[Data listing]
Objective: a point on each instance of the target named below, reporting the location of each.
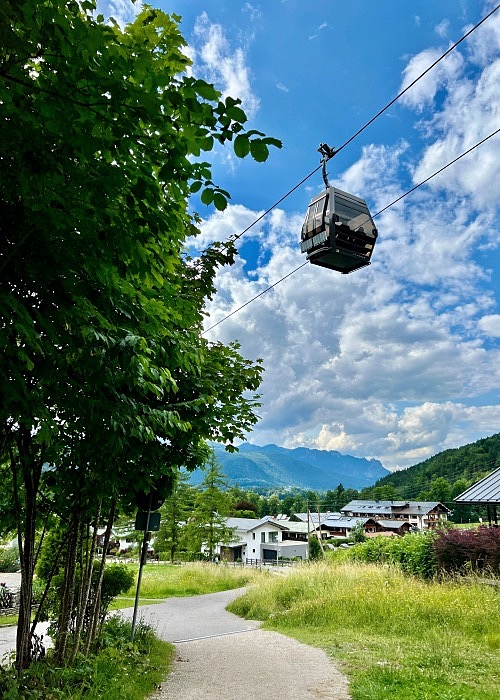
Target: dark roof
(393, 507)
(393, 524)
(486, 491)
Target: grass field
(395, 637)
(167, 580)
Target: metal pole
(142, 560)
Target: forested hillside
(444, 476)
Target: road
(219, 656)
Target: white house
(265, 540)
(421, 515)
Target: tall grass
(397, 637)
(120, 670)
(164, 581)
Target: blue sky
(399, 360)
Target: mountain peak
(271, 466)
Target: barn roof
(486, 491)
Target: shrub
(413, 553)
(314, 548)
(478, 550)
(9, 559)
(6, 597)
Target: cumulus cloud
(399, 360)
(223, 64)
(123, 11)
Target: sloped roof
(346, 521)
(486, 491)
(249, 524)
(313, 517)
(392, 507)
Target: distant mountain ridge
(273, 466)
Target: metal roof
(393, 507)
(486, 491)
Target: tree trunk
(68, 595)
(94, 615)
(29, 469)
(85, 587)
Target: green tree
(315, 551)
(207, 527)
(357, 533)
(174, 516)
(104, 375)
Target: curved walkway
(219, 656)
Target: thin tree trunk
(30, 470)
(85, 587)
(94, 615)
(68, 595)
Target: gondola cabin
(338, 231)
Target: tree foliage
(207, 526)
(107, 385)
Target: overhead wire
(235, 237)
(423, 182)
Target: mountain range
(272, 466)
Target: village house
(265, 540)
(421, 515)
(339, 525)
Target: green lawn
(394, 637)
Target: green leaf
(207, 196)
(259, 151)
(242, 145)
(237, 114)
(196, 186)
(220, 202)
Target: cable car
(338, 231)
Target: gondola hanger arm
(326, 154)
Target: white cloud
(443, 28)
(424, 91)
(490, 325)
(388, 362)
(123, 11)
(222, 64)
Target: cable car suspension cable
(334, 151)
(275, 284)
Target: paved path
(219, 656)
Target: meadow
(160, 581)
(394, 636)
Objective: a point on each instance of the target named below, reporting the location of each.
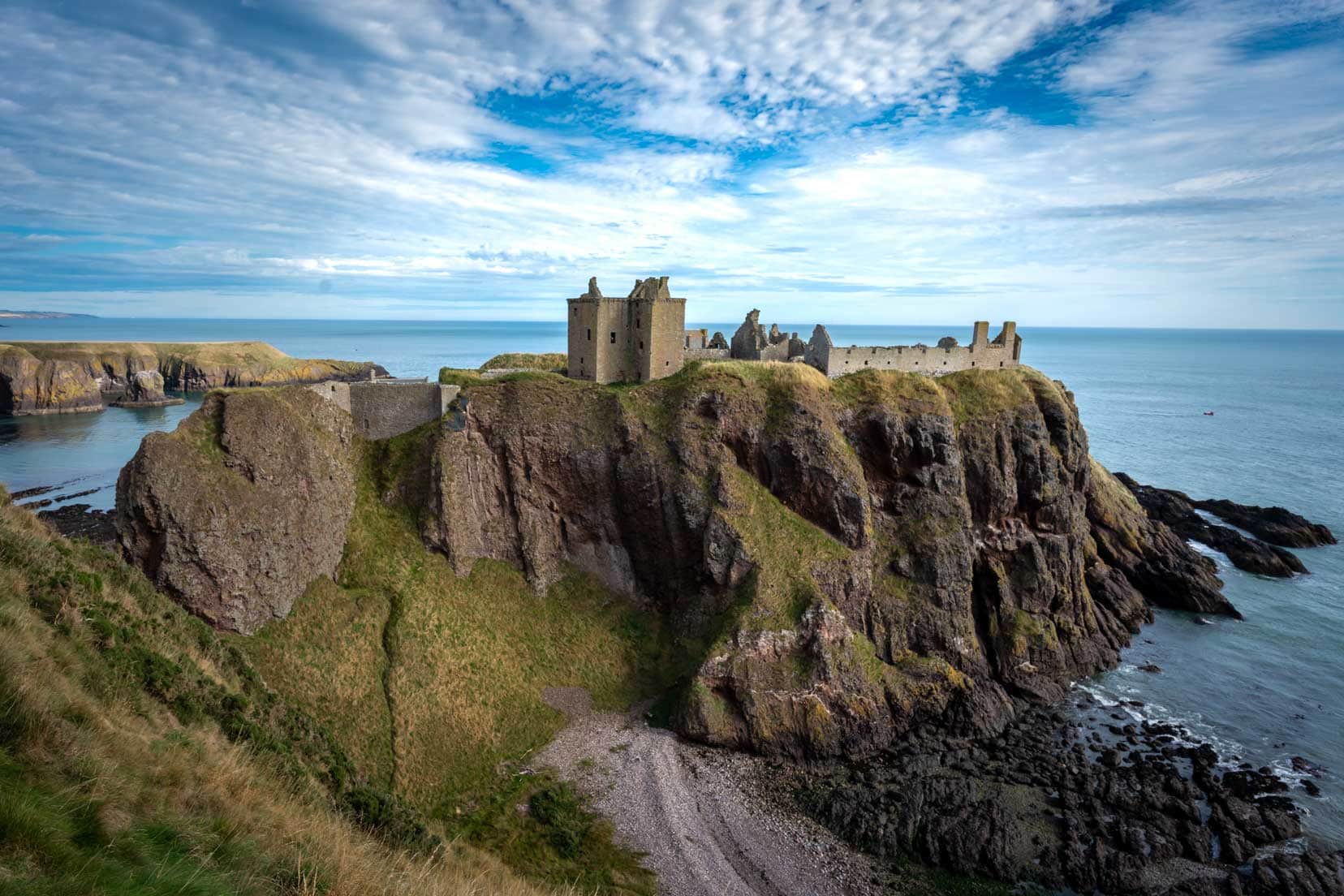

- **EXERCISE REQUIREMENTS**:
Please rewrite all of the records above, replacing every "roof" with "rooftop" and leaving everything else unchanged. Omit the pictures from your answer.

- **OUTPUT BELOW**:
Objective: a point on each instance of the target named below, reporting the location of each.
Target: dark rooftop
(393, 507)
(393, 524)
(486, 491)
Target: grass field
(395, 637)
(167, 580)
Target: metal pole
(142, 560)
Target: forested hillside
(444, 476)
Target: road
(219, 656)
Target: white house
(265, 540)
(421, 515)
Target: tall grass
(397, 637)
(120, 670)
(164, 581)
Target: blue sky
(399, 360)
Target: mountain peak
(271, 466)
Target: barn rooftop
(486, 491)
Target: shrub
(413, 553)
(314, 548)
(478, 550)
(9, 559)
(6, 597)
Target: cumulus cloud
(399, 360)
(223, 64)
(123, 11)
Target: sloped rooftop
(346, 521)
(486, 491)
(249, 524)
(313, 517)
(392, 507)
Target: distant mountain ridge
(273, 466)
Target: metal rooftop
(393, 507)
(486, 491)
Target: tree trunk
(68, 595)
(94, 615)
(29, 469)
(85, 587)
Target: green tree
(315, 551)
(207, 527)
(357, 533)
(174, 516)
(104, 375)
Target: curved walkway
(219, 656)
Target: thin tree trunk
(30, 470)
(85, 587)
(94, 615)
(68, 595)
Target: gondola cabin
(338, 231)
Target: tree foliage
(207, 526)
(107, 385)
Target: overhead wire
(235, 237)
(423, 182)
Target: mountain range
(272, 466)
Target: village house
(265, 540)
(421, 515)
(339, 525)
Target: green lawn
(394, 637)
Target: green leaf
(207, 196)
(259, 151)
(242, 145)
(237, 114)
(196, 186)
(220, 202)
Target: cable car
(338, 231)
Target: gondola hanger arm
(326, 154)
Target: white cloud
(443, 28)
(424, 91)
(490, 325)
(388, 362)
(123, 11)
(222, 64)
Target: cable car suspension cable
(334, 151)
(275, 284)
Target: paved path
(219, 656)
Target: meadow
(160, 581)
(394, 636)
Objective: a point on each instance of the target named below, reporting the location of each.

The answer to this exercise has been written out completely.